SELECTION:
####################
Recently, Ref. [25] introduced the TIIEHL class of distributions. The cdf and pdf of the TIIEHL class of distributions are

$$F\left(w;\gamma ,\delta ,\phi \right)=1-{\left[\frac{1-{\left[G\left(w;\phi \right)\right]}^{\gamma }}{1+{\left[G\left(w;\phi \right)\right]}^{\gamma }}\right]}^{\delta },w\in \mathbb{R},\gamma ,\delta >0,$$

(6)

and

$$f\left(w;\gamma ,\delta ,\phi \right)=\frac{2\delta \gamma g\left(w;\phi \right){\left[G\left(w;\phi \right)\right]}^{\gamma -1}{\left(1-{\left[G\left(w;\phi \right)\right]}^{\gamma }\right)}^{\delta -1}}{{\left(1+{\left[G\left(w;\phi \right)\right]}^{\gamma }\right)}^{\delta +1}},$$

(7)

where $g\left(w;\phi \right)$ and $G\left(w;\phi \right)$ are the pdf and cdf for the baseline distribution, respectively, and $\phi$ is the vector of parameters for the baseline distribution.

A similar technique was used in this study, but with an emphasis on the PLo model. Moreover, we expand the PLo model through the TIIEHL class of distributions, taking into account the particular member of the TIIEHL class of distributions defined using the PLo model as a baseline distribution.
####################
Extracted records:
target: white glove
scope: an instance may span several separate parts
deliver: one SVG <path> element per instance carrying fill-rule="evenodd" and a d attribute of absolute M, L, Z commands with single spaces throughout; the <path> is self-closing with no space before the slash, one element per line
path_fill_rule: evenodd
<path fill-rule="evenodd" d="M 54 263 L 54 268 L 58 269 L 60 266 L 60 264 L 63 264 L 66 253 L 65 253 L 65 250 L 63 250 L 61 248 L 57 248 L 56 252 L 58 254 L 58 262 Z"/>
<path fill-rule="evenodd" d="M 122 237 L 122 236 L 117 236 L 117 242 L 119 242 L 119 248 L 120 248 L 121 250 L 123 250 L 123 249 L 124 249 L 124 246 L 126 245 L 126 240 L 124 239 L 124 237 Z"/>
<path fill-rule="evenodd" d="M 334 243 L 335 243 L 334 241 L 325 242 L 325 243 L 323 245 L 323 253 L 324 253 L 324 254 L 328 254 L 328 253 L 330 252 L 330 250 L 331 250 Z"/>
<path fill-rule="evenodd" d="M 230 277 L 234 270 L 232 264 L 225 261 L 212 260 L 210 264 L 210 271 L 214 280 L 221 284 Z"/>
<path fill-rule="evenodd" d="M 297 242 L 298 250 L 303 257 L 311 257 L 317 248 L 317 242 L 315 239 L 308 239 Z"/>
####################
TO BE DONE:
(1) Write out the TIIEHL passage word for word, beginning at the words "A similar technique" and stopping after "a baseline distribution.".
(2) Write what comes next in the TIIEHL passage, picking up after its final sentence.

PER-TASK ANSWERS:
(1)
A similar technique was used in this study, but with an emphasis on the PLo model. Moreover, we expand the PLo model through the TIIEHL class of distributions, taking into account the particular member of the TIIEHL class of distributions defined using the PLo model as a baseline distribution.

(2)
The innovation and contribution made by this research is the development of a new four-parameter lifetime model known as the TIIEHL-PLo model. Below are the study’s primary contributions:

• Using the TIIEHL class of distributions to improve the properties and versatility of the PLo model (as motivated above). This assumption is shown by the observation of the uni-modal, decreasing, right skewness, and heavy-tailed forms of the pdf. The hazard rate function (hrf) can be decreasing, up-side-down, and J-shaped.
• To provide a new generalized version of the PLo model with a closed-form quantile function (QF).
• To investigate the essential statistical aspects of the TIIEHL-PLo model, such as the median, mean ($E\left(W\right)$), variance (var), skewness (S), kurtosis (K), raw moments, moment generating function, and order statistics.
• To investigate the statistical inference of the TIIEHL-PLo model using six different techniques of estimation such as the maximum likelihood (ML), the least square (LS) and weighted least square (WLS), maximum product spacing (MPS), Cramer-von–Mises (CVM), and the Anderson and Darling (AD) estimates.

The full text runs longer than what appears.